▸ TEKS BACAAN
------------------------------

Minggu, 26 Februari 2017

Review : Sebuah Catatan untuk DCTN, oleh Uda Agus




Di kata pengantarnya, Ansar Siri mengatakan kalau novel ini adalah hasil karyanya waktu SMA. Sebuah jempol patut diacungkan di sini. Seorang siswa SMA yang melahirkan novel ini? Aku kagum. Kagum karena aku waktu SMA sama sekali belum punya karya.

Mungkin itu hanya sedikit prolog biar sang penulis senang dapat pujian hehehe... Jujur, setiap ada teman (kebanyakan yang usianya jauh lebih muda dariku/pelajar) yang minta diulas karyanya, aku biasanya lebih banyak memberikan pujian dibanding kritik/celaan. Misalnya: 'wah, untuk ukuran pemula, kamu sudah hebat lho?', sedang untuk kritikan biasanya aku  mengatakan 'tulisanmu sudah bagus kok, kamu hanya perlu sering-sering banyak membaca dan menulis.'

Ya, banyak orang terutama pemula yang kadang langsung jatuh ketika karyanya dikritik, tidak ingin menulis lagi karena langsung down saat mendapat kritikan pedas (meski banyak juga yang kemudian merasa tertantang untuk membuat karya yang lebih baik). Memikirkan kemungkinan pertama, makanya aku selalu lebih memberikan porsi pujian lebih tinggi daripada kritikan.

Tapi khusus untuk DCTN, aku tidak akan seperti itu. Atas permintaan sang penulis langsung yang ingin novel DCTN dikuliti olehku, maka tak satu baris pun kalimat dalam novel itu yang kulewatkan untuk dibaca. Aku yakin, sepedas apa pun nanti hasil ulasanku, tak akan membuat penulis down. Aku yakin, sepedas apa pun nanti kritikanku, akan membuat penulis semakin tertantang untuk menulis lebih baik lagi di masa datang. Aku yakin, setelah ini ia tak akan membenciku. Mengapa aku yakin? Karena aku 'mengenal' penulisnya, meski hanya lewat dunia maya.

Baiklah, itu hanya pengantar. Kita langsung ke acara pembedahan. Ansar, tarik napas dulu ya, Dek :)

------------------------------

▸ PETUNJUK TUGAS
Sambung ulasan tentang novel DCTN di atas, mulai setelah kalimat terakhirnya.

▸ KUTIPAN DATA
------------------------------

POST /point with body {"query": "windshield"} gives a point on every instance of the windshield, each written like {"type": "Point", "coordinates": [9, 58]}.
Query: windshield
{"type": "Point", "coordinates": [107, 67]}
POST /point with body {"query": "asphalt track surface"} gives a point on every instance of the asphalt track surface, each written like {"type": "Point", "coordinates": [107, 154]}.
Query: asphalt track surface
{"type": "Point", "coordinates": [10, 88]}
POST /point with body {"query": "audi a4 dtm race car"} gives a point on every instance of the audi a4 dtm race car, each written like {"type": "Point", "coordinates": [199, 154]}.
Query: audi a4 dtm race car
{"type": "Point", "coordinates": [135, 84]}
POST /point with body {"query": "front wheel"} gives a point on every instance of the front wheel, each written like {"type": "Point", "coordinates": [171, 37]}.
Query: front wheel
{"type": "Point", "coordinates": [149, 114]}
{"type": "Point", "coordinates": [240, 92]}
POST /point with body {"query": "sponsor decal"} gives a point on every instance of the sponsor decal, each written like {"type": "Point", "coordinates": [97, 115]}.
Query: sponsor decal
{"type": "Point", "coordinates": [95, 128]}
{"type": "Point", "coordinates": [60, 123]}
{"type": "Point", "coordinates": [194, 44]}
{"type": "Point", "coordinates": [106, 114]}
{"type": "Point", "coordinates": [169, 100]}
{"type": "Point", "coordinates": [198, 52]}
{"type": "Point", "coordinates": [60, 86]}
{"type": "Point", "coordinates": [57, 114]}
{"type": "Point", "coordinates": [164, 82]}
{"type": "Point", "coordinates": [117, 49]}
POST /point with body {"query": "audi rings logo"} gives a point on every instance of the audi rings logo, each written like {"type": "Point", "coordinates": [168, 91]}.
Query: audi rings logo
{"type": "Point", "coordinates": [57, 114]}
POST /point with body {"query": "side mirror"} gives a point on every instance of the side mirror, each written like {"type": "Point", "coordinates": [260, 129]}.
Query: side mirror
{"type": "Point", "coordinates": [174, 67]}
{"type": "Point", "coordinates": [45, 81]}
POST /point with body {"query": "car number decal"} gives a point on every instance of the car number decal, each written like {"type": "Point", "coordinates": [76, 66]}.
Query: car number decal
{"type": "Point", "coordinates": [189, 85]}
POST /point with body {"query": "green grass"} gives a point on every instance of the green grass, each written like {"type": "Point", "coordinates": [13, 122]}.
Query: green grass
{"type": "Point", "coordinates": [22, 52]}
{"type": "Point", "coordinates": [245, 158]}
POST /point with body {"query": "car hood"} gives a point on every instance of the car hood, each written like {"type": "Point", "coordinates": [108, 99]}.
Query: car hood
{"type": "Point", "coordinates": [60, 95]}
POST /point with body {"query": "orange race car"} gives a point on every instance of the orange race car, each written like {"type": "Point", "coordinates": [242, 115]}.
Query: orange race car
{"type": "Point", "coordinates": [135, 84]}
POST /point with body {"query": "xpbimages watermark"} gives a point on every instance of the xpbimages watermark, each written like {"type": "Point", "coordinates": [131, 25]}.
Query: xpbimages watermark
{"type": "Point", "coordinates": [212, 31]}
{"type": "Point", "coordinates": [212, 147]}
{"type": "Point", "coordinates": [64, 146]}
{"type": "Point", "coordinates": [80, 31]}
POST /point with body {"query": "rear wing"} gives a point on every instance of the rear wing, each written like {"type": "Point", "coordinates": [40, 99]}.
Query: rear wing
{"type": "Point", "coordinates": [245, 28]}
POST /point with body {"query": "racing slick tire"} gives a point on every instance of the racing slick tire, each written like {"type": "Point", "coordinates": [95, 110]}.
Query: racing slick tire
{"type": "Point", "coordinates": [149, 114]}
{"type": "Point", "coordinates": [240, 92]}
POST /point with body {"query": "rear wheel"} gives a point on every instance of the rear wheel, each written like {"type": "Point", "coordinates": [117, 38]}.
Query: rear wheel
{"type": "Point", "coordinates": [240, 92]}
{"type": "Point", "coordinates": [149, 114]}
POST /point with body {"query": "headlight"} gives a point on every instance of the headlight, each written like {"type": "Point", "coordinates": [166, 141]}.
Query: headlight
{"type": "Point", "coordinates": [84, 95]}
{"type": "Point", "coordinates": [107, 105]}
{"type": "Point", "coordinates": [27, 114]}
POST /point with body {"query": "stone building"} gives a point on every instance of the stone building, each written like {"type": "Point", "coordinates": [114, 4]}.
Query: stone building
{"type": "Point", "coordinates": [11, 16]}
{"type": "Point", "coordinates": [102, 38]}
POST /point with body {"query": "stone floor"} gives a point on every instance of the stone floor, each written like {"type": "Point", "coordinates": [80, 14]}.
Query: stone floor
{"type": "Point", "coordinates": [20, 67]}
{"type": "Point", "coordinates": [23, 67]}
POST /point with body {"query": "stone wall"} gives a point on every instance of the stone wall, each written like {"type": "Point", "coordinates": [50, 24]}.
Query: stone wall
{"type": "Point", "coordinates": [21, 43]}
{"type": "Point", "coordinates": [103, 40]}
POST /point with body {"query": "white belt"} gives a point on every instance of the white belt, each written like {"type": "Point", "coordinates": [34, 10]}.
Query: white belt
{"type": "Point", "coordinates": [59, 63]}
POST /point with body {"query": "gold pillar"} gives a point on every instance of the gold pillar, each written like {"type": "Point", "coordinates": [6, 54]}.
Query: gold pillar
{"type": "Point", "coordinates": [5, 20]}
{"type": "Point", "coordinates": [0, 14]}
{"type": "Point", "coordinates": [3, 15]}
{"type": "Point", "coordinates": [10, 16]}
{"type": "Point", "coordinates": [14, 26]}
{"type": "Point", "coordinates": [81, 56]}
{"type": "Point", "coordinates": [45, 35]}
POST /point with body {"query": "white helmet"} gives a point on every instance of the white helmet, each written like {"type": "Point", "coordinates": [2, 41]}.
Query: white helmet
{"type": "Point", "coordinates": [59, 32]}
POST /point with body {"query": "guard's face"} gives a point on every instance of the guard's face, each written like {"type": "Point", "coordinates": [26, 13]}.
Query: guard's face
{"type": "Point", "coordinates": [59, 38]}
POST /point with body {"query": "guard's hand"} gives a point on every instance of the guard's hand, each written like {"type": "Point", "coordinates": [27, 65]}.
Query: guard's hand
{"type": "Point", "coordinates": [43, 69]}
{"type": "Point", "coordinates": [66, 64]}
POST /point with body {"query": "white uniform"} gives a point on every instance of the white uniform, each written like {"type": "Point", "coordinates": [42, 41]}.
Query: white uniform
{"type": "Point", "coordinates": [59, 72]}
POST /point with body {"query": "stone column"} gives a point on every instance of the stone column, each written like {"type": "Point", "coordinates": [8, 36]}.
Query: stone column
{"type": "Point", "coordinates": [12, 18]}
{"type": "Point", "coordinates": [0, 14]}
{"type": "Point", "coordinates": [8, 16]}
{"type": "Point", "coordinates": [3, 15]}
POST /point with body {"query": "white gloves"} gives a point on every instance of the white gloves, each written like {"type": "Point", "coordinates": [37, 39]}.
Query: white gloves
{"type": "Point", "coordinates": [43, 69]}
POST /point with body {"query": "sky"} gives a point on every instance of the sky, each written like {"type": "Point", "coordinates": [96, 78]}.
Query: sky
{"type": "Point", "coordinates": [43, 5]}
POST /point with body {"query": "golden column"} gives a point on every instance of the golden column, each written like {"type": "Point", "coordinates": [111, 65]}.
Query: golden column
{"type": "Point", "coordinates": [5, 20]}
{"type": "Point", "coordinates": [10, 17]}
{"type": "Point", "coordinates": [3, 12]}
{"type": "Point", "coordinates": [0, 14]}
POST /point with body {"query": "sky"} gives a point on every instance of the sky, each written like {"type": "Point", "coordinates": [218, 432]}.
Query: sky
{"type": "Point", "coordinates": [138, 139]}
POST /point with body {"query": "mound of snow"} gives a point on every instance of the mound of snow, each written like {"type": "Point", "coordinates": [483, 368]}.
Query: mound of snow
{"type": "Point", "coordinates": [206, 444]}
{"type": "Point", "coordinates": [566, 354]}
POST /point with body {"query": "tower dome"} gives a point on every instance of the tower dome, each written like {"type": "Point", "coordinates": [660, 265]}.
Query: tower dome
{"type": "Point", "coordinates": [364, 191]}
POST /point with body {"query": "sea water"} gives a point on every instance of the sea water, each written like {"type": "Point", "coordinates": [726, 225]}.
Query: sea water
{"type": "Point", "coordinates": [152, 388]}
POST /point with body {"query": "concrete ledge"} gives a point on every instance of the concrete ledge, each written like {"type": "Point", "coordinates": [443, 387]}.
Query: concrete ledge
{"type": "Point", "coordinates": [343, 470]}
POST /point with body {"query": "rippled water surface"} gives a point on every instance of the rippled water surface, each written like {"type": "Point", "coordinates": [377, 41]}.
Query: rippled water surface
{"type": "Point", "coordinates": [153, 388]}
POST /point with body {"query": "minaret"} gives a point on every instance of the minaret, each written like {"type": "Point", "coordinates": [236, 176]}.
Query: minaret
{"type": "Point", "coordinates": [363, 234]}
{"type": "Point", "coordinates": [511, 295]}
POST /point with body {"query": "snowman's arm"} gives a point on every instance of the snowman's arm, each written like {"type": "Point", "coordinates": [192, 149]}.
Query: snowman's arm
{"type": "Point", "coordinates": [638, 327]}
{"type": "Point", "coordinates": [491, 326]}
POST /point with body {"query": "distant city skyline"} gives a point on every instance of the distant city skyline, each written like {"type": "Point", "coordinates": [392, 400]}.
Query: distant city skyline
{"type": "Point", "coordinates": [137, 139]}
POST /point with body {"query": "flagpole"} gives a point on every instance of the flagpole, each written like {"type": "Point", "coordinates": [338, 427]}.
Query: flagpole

------------------------------

▸ JAWABAN SOAL
·       Hal pertama yang ingin kuulas adalah mengenai tata bahasa, Ejaan yang Disempurnakan (EYD), pemakaian tanda baca, dan lain-lain yang berkenaan dengan itu. Sangat banyak sekali kesalahan hal-hal tersebut dalam buku ini. Jika hanya satu atau dua, itu bisa dimaafkan, tapi ini terjadi hampir dalam setiap lembaran novel DCTN. Jika buku ini tanpa sentuhan editor, aku maklum hal itu, mengingat naskah ini ditulis waktu masih SMA. Dan kalaupun sebelum mengirim tulisan ini ke penerbit Ansar melakukan baca ulang, revisi dan editan kecil-kecilan semampunya, toh nyatanya kesalahan-kesalahan itu masih terlihat.
Yang mana sih kesalahan yang kumaksud? Aku ambil saja beberapa contoh ya? Karena kalau kuberitahukan semua, aku yakin catatanku ini justru lebih panjang dari novelnya sendiri hihihi.

Banyak kesalahan dalam pemakaian huruf besar, seperti pada kata ayah dan ibu. huruf pertama dari kata ayah dan ibu adalah kapital jika itu berbentuk kata sapaan yang terdapat dalam kalimat. Tapi jika kata ayah dan ibu terdapat dalam paragraf yang bukan dialog, maka kita menuliskannya dengan huruf kecil. Hal ini berlaku buat kata paman, adik, bibi, Tante, dll.
Contoh:    "Mau kemana Ibu hari ini?"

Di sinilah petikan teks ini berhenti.